[Source data]

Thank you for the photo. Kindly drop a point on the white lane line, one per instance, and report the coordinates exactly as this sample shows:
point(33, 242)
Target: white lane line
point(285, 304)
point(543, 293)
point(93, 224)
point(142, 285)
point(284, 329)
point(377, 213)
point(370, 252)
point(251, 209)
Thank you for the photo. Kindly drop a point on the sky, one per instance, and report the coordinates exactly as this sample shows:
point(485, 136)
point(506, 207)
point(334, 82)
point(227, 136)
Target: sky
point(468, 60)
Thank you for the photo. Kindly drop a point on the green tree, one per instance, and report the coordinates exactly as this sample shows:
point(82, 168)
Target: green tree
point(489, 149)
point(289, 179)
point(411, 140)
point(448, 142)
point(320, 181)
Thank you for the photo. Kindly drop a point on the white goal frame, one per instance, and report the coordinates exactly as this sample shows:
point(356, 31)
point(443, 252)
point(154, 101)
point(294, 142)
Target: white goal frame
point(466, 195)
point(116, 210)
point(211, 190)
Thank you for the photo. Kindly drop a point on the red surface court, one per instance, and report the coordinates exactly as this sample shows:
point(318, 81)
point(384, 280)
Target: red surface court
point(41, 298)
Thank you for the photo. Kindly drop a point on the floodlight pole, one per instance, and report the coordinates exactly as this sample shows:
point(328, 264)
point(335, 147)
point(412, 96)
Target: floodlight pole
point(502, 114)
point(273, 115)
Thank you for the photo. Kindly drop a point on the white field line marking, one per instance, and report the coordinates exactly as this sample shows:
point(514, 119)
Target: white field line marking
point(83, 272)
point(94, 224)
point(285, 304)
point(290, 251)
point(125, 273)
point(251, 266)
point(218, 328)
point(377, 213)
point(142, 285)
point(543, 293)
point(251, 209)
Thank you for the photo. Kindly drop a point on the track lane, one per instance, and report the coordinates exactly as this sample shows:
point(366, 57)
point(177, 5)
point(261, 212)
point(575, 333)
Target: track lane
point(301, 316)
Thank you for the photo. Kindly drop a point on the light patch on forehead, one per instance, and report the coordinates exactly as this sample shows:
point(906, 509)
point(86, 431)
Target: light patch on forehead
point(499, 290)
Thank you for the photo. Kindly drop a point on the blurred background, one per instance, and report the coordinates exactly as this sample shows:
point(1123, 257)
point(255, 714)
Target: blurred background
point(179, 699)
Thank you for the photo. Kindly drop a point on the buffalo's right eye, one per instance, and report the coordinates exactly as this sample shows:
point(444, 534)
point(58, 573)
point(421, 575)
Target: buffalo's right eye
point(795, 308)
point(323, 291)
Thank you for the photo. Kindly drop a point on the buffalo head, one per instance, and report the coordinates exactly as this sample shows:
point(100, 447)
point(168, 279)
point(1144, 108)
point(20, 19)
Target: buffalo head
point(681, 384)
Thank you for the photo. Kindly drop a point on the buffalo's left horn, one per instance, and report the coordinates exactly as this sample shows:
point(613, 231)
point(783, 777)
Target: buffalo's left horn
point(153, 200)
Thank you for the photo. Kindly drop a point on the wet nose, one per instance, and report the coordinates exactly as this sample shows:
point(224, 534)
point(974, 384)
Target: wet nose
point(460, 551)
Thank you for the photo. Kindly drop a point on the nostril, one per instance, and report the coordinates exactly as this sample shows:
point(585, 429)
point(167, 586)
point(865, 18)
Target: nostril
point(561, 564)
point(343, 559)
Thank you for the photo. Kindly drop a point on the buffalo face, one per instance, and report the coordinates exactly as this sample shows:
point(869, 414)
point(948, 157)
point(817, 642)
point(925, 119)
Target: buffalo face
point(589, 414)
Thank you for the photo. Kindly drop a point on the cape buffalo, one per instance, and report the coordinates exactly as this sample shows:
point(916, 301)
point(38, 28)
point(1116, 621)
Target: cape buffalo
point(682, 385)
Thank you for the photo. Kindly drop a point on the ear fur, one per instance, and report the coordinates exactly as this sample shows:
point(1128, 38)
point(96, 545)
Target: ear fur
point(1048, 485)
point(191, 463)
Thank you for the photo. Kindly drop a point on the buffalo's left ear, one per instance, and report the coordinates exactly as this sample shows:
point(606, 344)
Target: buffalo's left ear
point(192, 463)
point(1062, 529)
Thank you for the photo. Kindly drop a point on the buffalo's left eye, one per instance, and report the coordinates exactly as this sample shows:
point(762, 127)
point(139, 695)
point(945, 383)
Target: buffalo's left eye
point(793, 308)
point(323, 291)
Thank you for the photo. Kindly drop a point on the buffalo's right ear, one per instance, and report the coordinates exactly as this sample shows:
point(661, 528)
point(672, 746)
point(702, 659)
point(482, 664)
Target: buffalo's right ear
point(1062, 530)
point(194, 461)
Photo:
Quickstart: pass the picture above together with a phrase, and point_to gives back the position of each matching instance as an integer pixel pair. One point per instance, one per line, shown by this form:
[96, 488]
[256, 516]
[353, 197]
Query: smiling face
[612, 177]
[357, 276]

[/Source data]

Repeat the records above in full, character for character.

▶ **Written answer**
Thank you for the photo. Kindly drop a point on the white lane line, one per instance, and report the coordinates exactly as this sample shows:
point(33, 242)
Target: white lane line
point(285, 304)
point(543, 293)
point(93, 224)
point(142, 285)
point(284, 329)
point(377, 213)
point(370, 252)
point(251, 209)
Thank you for the photo. Kindly drop a point on the sky, one per instance, and report the coordinates exactly as this sample shows:
point(485, 136)
point(506, 207)
point(334, 82)
point(227, 136)
Target: sky
point(468, 60)
Thank you for the photo. Kindly drop a point on the green tree, one per instance, and report the coordinates exactly as this sample shows:
point(82, 168)
Target: green tree
point(489, 149)
point(289, 179)
point(411, 140)
point(448, 142)
point(320, 181)
Thank you for the photo. Kindly drop a point on the white goal frame, one per instance, and report the coordinates exactly as this sample shows:
point(356, 31)
point(443, 252)
point(154, 101)
point(294, 142)
Target: white goal frame
point(466, 195)
point(116, 210)
point(211, 190)
Thank you for the photo. Kindly drop a point on the red surface court, one per instance, and report the coordinates exactly as this sample shows:
point(318, 81)
point(384, 280)
Target: red surface court
point(41, 298)
Thank you for the photo. Kindly drop a point on the floodlight pole, one per instance, and report the coordinates exactly as this sample shows:
point(328, 264)
point(335, 147)
point(412, 96)
Target: floodlight pole
point(502, 114)
point(273, 115)
Thank you for the photo. Kindly drop a point on the white field line marking, one per instance, and report the coordinates exactly as this sample shows:
point(514, 119)
Target: white field line marking
point(83, 272)
point(94, 224)
point(285, 304)
point(290, 251)
point(125, 273)
point(251, 266)
point(218, 328)
point(377, 213)
point(142, 285)
point(543, 293)
point(251, 209)
Thank you for the photo. Kindly drop a point on the track lane, one per instance, and report the coordinates exactly as this sample shows:
point(366, 57)
point(177, 5)
point(261, 212)
point(575, 333)
Target: track lane
point(301, 316)
Thank you for the photo. Kindly drop a point on the light patch on forehead, one per instance, and report the coordinates exactly as this sample shows:
point(906, 509)
point(86, 431)
Target: light patch on forehead
point(499, 290)
Thank you for the photo. Kindly drop a point on the blurred background, one per instance, and report the coordinates exactly as this sample shows:
point(1123, 257)
point(255, 714)
Target: blurred background
point(179, 699)
Thank you for the photo. Kindly drop a point on the buffalo's right eye, one per instance, and report the coordinates exactly as this sample shows:
point(444, 534)
point(58, 573)
point(421, 575)
Target: buffalo's right eye
point(795, 308)
point(323, 291)
Thank you for the photo. Kindly drop a point on the buffalo head, one per instance, and report the coordinates exactly as this sample shows:
point(100, 447)
point(168, 279)
point(1144, 108)
point(20, 19)
Target: buffalo head
point(681, 384)
Thank you for the photo. Kindly drop a point on the buffalo's left horn, one per instance, and report the coordinates exactly as this sample shows:
point(613, 231)
point(783, 777)
Target: buffalo's left horn
point(153, 200)
Thank you for the photo. Kindly drop a point on the wet nose, one per instance, and report the coordinates exactly as this sample shows:
point(224, 534)
point(974, 384)
Target: wet nose
point(460, 551)
Thank you for the photo. Kindly drop a point on the nostril, one per instance, and report the coordinates exactly as this sample shows:
point(585, 429)
point(167, 586)
point(865, 18)
Target: nostril
point(561, 564)
point(343, 559)
Thank you for the photo. Kindly drop a point on the buffalo face, one per instance, and report the coordinates exactly as this sample shows:
point(869, 414)
point(948, 157)
point(817, 642)
point(925, 119)
Target: buffalo face
point(589, 414)
Thank you for the photo. Kindly drop a point on the cape buffalo, one per instance, and report the coordinates exactly as this sample shows:
point(916, 301)
point(38, 28)
point(1116, 621)
Target: cape buffalo
point(682, 385)
Thank you for the photo. Kindly drop a point on the ear fur, one per instance, and report the coordinates exactly as this sample shows:
point(1128, 38)
point(96, 545)
Target: ear fur
point(1048, 485)
point(191, 463)
Thank you for the photo. Kindly drop a point on the buffalo's left ear, one per instance, and report the coordinates exactly as this sample shows:
point(606, 344)
Target: buffalo's left ear
point(192, 463)
point(1062, 529)
Thank you for the photo. Kindly drop a point on the buffalo's left eye, one per instance, and report the coordinates exactly as this sample shows:
point(762, 127)
point(139, 695)
point(945, 383)
Target: buffalo's left eye
point(793, 308)
point(323, 291)
Thank you for the photo. Kindly drop a point on the buffalo's right ear, one per instance, and report the coordinates exactly as this sample shows:
point(661, 528)
point(672, 746)
point(702, 659)
point(482, 664)
Target: buffalo's right ear
point(1062, 530)
point(194, 461)
Photo:
Quickstart: pass the picture above together with a phrase, and point_to gives back the position of each matching instance as an integer pixel pair. One point per instance, one per line, shown by this form:
[96, 488]
[256, 516]
[353, 197]
Query: smiling face
[612, 177]
[357, 276]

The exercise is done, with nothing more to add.